Page text
▬▬▬▬▬▬▬▬▬▬

Senior Aims to Publish His Stories

As Senior Caleb Hayden refills water glasses at 801 Chophouse, he can’t stop grinning.

Pouring water in the elegant private dining room with maple-paneled walls isn’t new. But this time is different because of whose glass he’s filling: Christopher Paolini, the 27-year-old author of the critically-acclaimed sci-fi novel “Eragon.”

Caleb knew right away it was the author he idolized because he’d seen the picture of him on the back flap of the novel.

“May I help you?” Paolini says.

“I just wanted to say thank you for writing,” Caleb says, stammering.

Paolini tells Caleb that his view of the world inspired him to start writing. He explains that he feels an energy around him when he looks around and that’s magic in itself.

Caleb tells Paolini that the people in his life are his muse.

He leaves to go give water to the rest of the restaurant, but then comes back to give the dining room party one more refill. As Paolini pays his bill, he hands a business card to Caleb. It is for his editor at the publishing company Alfred A. Knopf.

“If you really want to get into writing, then give this man a call,” he says.

***

Waiting tables has been a part of Caleb’s life since he was 6-years-old. Caleb often visited his parents, Elizabeth and Christopher Hayden, while they worked at the Classic Cup. He grew to love the energy of restaurants and the bonds between people that were made there. He spent countless hours sitting at a table folding napkins with his dad or in the back with the cooks, sometimes getting to add a pinch of spices or a bit of olive oil to a dish.

Caleb enjoyed the routine of going to restaurants, but that same routine also meant time away from his parents. His mom often worked during the day; his dad, all through the night.

When Elizabeth got home she would sit and talk with Caleb. When Christopher got home, he would take off one of his two rings for Caleb to spin on his bedside table as he drifted to sleep. The first was Caleb’s grandfather’s silver thumb ring, with a spiral on it and 9:45, the time of his late Uncle Jim’s birth engraved inside. The second was his wedding ring. It was silver, with three diamonds, one to represent each of Christopher’s children at that point; it mesmerized Caleb.

▬▬▬▬▬▬▬▬▬▬

Information supplied
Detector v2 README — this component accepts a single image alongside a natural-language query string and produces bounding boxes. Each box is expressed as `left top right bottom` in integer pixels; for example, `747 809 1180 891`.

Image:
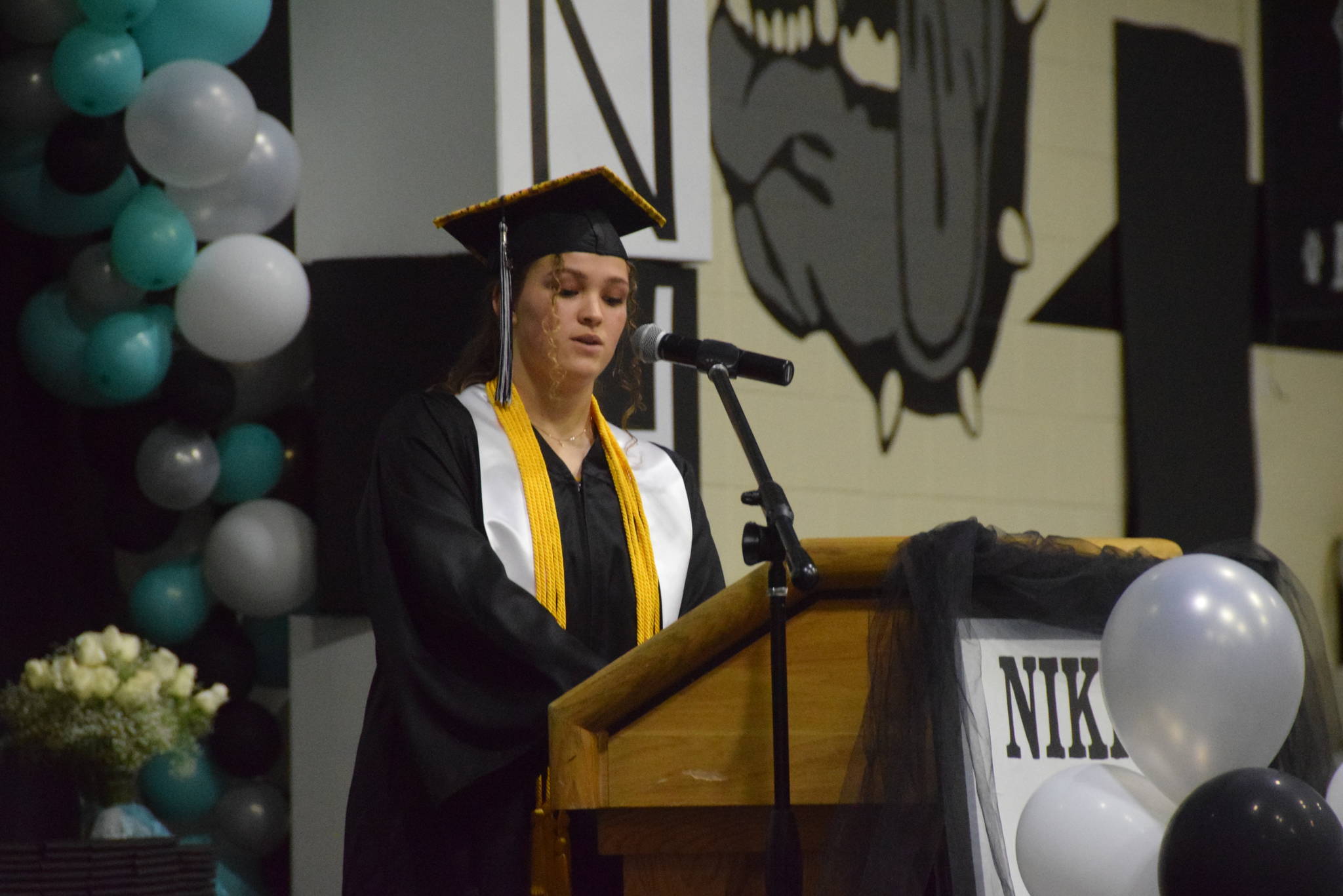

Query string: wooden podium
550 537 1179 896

▬▬▬▬▬▬▬▬▬▬

Exercises
1. Translate into Spanish this sentence from the profile of Caleb Hayden: "Caleb tells Paolini that the people in his life are his muse."
2. Reproduce the passage of the profile of Caleb Hayden between "Pouring water in" and "magic in itself.", inclusive.

Task answers
1. Caleb le dice a Paolini que las personas de su vida son su musa.

2.
Pouring water in the elegant private dining room with maple-paneled walls isn’t new. But this time is different because of whose glass he’s filling: Christopher Paolini, the 27-year-old author of the critically-acclaimed sci-fi novel “Eragon.”

Caleb knew right away it was the author he idolized because he’d seen the picture of him on the back flap of the novel.

“May I help you?” Paolini says.

“I just wanted to say thank you for writing,” Caleb says, stammering.

Paolini tells Caleb that his view of the world inspired him to start writing. He explains that he feels an energy around him when he looks around and that’s magic in itself.